YOUR GOAL
Gather every line in the data below that contains the string "post" and copy each of those lines unchanged.
>> start DATA IN THIS EXERCISE
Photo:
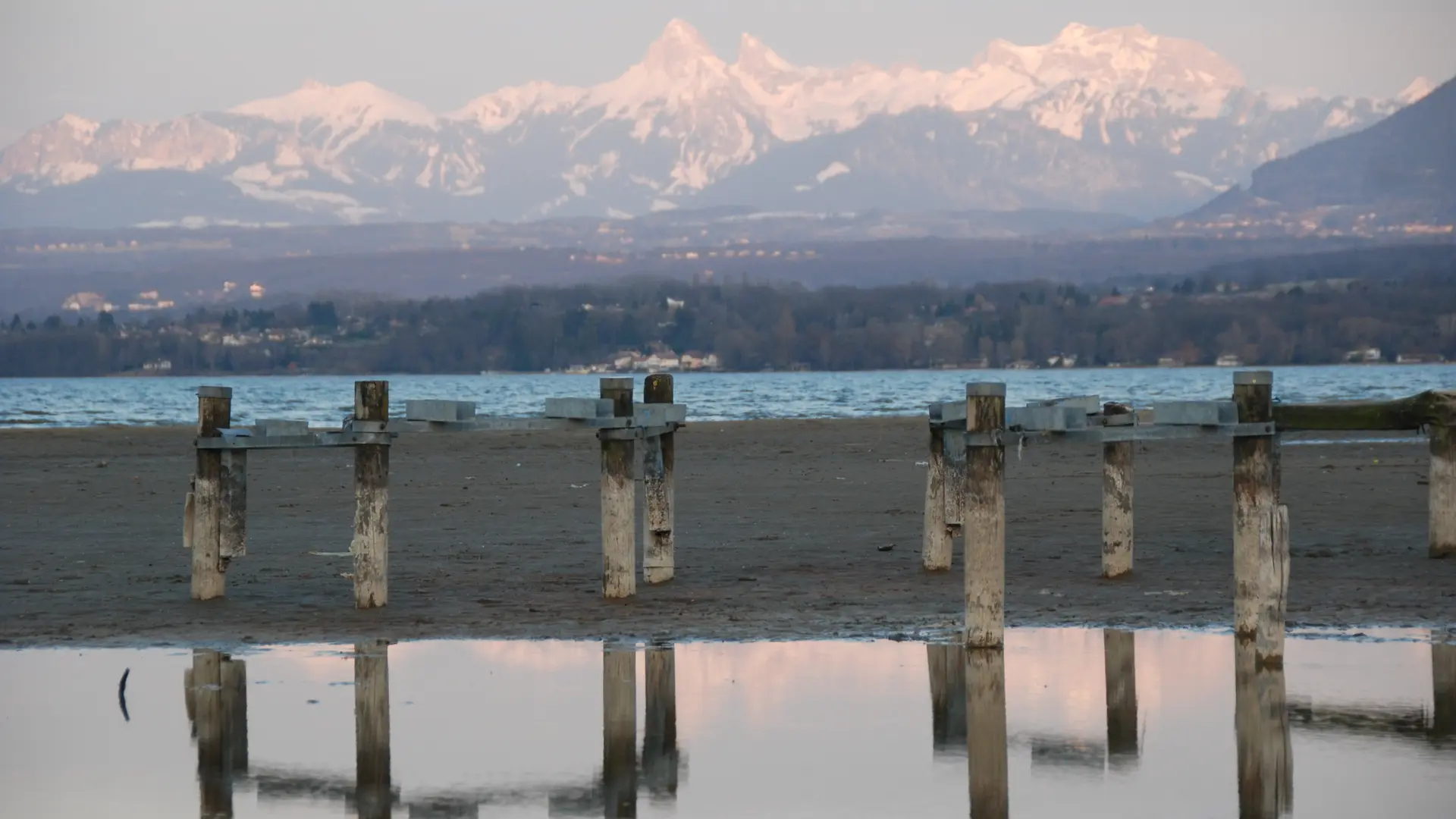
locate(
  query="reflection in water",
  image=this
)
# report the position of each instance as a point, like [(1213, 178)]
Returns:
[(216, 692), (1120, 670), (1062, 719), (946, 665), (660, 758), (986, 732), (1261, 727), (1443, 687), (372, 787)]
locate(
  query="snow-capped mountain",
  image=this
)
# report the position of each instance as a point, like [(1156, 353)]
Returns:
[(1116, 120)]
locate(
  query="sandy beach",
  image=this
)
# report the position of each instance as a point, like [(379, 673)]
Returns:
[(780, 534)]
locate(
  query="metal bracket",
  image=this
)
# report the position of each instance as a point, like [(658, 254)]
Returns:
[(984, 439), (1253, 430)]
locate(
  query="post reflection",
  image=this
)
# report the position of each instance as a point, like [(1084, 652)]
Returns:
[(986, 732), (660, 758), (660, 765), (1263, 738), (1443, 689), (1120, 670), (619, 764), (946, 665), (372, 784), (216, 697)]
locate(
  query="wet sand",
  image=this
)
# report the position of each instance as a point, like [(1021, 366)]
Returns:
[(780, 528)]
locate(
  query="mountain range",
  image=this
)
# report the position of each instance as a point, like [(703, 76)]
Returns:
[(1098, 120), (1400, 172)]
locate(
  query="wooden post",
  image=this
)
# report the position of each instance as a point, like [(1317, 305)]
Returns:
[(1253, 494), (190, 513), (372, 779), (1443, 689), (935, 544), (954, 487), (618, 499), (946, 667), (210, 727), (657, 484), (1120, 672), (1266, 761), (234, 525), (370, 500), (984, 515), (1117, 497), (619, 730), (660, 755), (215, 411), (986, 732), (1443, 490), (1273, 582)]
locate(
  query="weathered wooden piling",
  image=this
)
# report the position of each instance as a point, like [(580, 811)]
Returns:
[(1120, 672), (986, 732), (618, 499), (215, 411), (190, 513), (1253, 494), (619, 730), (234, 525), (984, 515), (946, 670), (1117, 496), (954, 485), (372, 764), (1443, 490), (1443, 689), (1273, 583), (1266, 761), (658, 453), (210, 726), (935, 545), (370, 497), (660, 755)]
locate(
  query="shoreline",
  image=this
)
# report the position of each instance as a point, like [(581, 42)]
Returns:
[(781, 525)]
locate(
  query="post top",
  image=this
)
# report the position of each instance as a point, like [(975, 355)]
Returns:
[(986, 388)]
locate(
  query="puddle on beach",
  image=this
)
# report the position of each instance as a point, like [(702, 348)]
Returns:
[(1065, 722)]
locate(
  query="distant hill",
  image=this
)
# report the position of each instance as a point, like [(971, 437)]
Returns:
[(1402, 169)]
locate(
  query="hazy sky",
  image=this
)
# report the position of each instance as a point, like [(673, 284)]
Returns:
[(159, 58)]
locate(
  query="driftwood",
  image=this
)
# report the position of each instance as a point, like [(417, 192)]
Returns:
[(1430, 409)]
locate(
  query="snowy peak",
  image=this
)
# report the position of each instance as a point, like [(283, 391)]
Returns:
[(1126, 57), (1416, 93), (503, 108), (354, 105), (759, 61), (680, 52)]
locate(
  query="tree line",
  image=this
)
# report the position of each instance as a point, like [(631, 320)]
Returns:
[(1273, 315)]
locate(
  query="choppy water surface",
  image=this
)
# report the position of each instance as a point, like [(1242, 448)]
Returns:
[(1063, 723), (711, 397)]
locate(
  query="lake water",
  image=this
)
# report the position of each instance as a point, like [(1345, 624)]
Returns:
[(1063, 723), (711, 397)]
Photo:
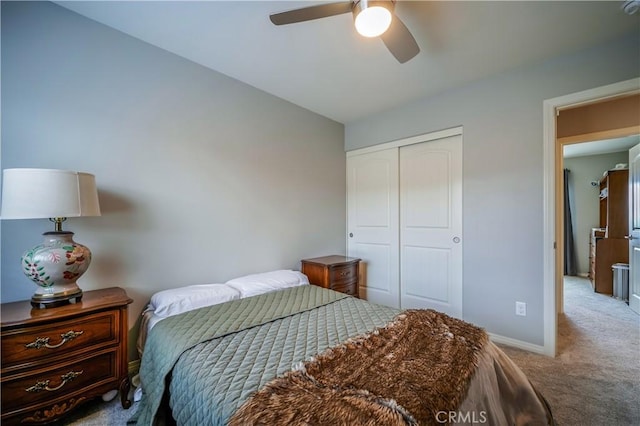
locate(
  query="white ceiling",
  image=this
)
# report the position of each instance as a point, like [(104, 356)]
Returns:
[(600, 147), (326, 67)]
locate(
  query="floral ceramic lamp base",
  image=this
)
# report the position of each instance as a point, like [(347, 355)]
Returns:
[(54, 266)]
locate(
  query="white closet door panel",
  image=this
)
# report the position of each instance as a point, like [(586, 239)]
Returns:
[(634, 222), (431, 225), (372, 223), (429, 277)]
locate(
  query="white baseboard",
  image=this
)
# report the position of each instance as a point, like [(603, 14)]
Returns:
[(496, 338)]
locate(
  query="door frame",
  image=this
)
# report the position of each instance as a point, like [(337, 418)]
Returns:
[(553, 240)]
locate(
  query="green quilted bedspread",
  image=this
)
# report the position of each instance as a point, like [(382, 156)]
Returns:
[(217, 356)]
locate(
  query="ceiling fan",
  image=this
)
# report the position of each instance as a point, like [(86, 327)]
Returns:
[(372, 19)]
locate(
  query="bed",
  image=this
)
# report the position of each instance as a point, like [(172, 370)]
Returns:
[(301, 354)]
>> end DATA IN THIS EXERCISE
>> start DATA IN THIS EXERCISE
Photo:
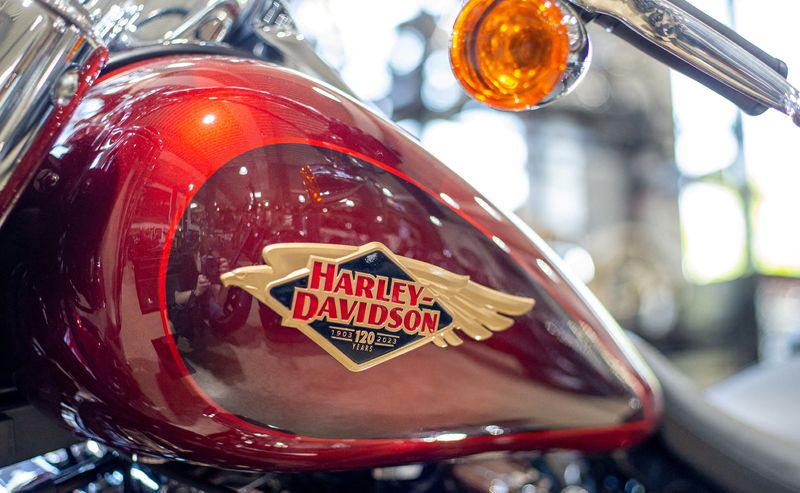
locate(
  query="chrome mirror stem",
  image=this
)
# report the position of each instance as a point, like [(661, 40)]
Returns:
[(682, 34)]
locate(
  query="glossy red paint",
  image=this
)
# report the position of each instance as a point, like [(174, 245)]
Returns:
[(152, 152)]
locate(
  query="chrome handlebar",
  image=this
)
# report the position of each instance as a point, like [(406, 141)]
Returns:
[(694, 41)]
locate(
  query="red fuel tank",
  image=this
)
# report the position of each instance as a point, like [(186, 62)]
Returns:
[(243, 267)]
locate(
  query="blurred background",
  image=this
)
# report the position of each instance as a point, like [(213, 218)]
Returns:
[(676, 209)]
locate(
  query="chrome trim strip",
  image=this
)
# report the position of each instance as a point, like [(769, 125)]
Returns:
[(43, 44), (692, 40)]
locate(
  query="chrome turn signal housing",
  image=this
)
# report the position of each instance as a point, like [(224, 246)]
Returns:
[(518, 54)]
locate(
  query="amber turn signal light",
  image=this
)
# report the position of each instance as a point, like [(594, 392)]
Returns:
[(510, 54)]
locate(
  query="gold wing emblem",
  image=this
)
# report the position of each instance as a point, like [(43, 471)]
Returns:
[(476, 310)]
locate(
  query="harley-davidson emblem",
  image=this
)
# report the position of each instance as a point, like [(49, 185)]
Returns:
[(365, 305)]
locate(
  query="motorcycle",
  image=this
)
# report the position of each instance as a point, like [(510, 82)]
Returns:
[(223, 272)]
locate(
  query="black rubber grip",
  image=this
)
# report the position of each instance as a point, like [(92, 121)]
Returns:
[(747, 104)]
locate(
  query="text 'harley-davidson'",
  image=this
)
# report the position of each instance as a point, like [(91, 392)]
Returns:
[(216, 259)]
>> end DATA IN THIS EXERCISE
EXPECTED ANSWER
  query="post reflection",
  query="wooden post",
  query="post top",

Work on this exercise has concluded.